● **O que se pede**:
Transcreva da entrevista a Leonor Freitas o trecho que começa em "Leonor Freitas" e termina em "avó lhe deixaram?".

● **Texto fornecido**:
============

PME Mag. – Depois de o seu pai falecer, quando é que decidiu assumir o negócio?
L. F. – Resolvi vir para a Casa Ermelinda Freitas no dia que o meu pai faleceu. Tínhamos 60 hectares de vinha e eu pensava que talvez um dos meus filhos, um dia venha a gostar. E eu achava que era a geração que não vinha, precisamente porque os meus pais eram novos. O meu pai faleceu com 59 anos, era uma pessoa nova, estava bem e, no dia em que ele faleceu, entre o adoecer e o falecer foram três semanas de luta, portanto não pensei em nada. No dia em que ele faleceu tive bem a noção de que a minha mãe não estava preparada sozinha para dar continuidade, porque como havia esta grande estratificação entre o mundo rural e o mundo urbano e entre a mulher e os papéis do homem – a minha mãe era uma mulher do negócio, mas estava sempre por trás do meu pai, se não até parecia mal. Posso dizer-lhe que ela nunca tinha ido a um banco, nunca tinha assinado um cheque. Naquele dia pensei: ou vou para lá ou tenho de vender. E quando pensava em vender arrepiava-me toda. E disse para o meu marido: ‘Vai buscar os miúdos e vamos viver para Fernando Pó’. O meu marido foi a pessoa mais colaboradora que podia haver, nunca disse nada. Viemos para cá, primeiro para fazer companhia à minha mãe e depois para ver se era capaz de não vender, porque senti naquele momento tudo o que a família me tinha transmitido ao longo dos anos. Eu vinha aos fins de semana mesmo quando estava a estudar, mas o exemplo da família, de trabalho, o amor que eles tinham à terra, a dedicação, isso tudo me foi transmitido sem me aperceber, ao ponto de achar que se vendesse ia fazer uma violência à família. E venho ver o que sou capaz de fazer. É nesse momento que tomo essa decisão. Não deixei de trabalhar, continuei a ir e a vir, mas arranjámos a figura de capataz, que ainda existe. E todos os dias eu chegava, falava, até que chegou um ponto em que tive mesmo de deixar [o trabalho], porque as coisas começaram a tomar uma amplitude diferente, mas eu vinha cheia de força. Além de manter, comecei a achar que era aqui que eu me reencontrava. Foi uma decisão que nem foi difícil, porque foi de tal maneira sentida – estou aqui por amor. Tinha a minha vida muito organizada fora daqui: o meu marido trabalhava na ex-Portucel, eu trabalhava na Administração Regional de Saúde, tínhamos vencimentos de técnicos superiores, tínhamos a ajuda dos pais, não gastávamos mais do que o que tínhamos. Mas foi uma boa solução que tomei por amor e pela família que tive.

Leonor Freitas
“São como filhos”, diz Leonor dos vinhos (Foto: João Filipe Aguiar)

Trabalho e amor
PME Mag. – E quais os ensinamentos que a sua mãe e a sua avó lhe deixaram?

============

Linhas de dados

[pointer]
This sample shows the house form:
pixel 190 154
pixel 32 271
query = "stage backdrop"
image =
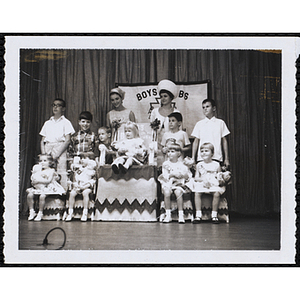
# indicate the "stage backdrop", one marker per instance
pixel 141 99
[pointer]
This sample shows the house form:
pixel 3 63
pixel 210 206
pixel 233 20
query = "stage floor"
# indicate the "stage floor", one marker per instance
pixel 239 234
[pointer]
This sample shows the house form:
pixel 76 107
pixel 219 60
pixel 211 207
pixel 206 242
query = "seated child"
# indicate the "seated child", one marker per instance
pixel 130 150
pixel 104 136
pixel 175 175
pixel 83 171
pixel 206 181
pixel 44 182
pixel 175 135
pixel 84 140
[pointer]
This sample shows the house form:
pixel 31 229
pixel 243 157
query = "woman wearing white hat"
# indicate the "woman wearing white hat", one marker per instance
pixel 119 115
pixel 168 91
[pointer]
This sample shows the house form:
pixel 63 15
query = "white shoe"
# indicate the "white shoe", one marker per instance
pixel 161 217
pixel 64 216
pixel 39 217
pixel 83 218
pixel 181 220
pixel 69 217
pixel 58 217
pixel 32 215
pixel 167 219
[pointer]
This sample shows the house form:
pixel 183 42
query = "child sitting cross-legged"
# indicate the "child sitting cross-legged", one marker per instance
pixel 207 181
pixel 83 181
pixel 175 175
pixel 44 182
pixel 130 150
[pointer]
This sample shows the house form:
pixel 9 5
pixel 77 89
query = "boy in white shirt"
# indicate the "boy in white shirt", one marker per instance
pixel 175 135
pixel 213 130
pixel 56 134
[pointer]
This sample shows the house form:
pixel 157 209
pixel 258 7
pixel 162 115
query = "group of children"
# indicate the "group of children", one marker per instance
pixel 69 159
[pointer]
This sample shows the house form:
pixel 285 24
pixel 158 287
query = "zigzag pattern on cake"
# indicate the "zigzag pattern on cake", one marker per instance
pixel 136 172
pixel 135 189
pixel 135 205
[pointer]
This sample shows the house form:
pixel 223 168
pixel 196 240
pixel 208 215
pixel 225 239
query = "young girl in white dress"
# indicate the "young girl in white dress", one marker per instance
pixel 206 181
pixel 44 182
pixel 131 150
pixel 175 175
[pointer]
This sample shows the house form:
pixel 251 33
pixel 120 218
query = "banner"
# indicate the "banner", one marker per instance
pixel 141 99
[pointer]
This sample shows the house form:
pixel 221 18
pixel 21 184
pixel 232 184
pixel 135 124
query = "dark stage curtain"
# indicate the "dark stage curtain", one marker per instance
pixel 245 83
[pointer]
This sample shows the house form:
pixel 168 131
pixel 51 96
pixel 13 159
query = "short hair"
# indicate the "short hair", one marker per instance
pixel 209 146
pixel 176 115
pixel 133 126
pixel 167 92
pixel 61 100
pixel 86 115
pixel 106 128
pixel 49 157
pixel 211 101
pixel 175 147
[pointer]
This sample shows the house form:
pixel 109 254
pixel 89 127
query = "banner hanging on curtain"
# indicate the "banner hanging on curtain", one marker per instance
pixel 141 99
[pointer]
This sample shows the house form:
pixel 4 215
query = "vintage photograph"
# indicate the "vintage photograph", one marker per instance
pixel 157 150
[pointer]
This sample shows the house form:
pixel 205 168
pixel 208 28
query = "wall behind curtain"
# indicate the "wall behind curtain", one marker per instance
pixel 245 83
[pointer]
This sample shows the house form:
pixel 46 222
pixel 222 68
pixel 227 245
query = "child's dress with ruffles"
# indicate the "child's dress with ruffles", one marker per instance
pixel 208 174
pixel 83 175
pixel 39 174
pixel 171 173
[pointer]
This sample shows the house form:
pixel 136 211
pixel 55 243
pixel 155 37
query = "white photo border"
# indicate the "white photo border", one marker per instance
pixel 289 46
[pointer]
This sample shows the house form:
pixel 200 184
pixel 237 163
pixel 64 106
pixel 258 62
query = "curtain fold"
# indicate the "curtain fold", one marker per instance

============

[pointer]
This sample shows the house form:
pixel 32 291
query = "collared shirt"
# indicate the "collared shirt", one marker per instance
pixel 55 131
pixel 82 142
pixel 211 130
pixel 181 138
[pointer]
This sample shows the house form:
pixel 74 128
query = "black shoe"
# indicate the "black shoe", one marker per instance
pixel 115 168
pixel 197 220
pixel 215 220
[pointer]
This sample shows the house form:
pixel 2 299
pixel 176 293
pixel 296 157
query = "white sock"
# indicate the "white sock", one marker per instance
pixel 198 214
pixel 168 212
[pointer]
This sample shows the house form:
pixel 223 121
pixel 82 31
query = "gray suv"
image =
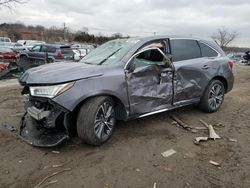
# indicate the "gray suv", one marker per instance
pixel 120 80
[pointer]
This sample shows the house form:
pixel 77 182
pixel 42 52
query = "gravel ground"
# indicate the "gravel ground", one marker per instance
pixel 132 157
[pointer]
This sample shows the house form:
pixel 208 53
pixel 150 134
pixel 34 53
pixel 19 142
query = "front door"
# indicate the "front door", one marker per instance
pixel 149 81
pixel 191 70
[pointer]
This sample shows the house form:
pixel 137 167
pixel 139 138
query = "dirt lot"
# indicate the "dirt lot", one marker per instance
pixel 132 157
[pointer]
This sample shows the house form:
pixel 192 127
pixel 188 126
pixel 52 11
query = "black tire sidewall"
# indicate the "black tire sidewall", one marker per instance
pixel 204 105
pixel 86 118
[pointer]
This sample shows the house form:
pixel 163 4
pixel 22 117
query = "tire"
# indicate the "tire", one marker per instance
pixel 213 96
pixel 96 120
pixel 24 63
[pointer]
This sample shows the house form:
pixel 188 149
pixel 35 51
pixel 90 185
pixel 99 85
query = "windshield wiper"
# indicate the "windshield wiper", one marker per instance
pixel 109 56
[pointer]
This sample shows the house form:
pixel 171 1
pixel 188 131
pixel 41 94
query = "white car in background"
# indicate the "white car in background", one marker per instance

============

● **Resultado do exercício**:
Leonor Freitas
“São como filhos”, diz Leonor dos vinhos (Foto: João Filipe Aguiar)

Trabalho e amor
PME Mag. – E quais os ensinamentos que a sua mãe e a sua avó lhe deixaram?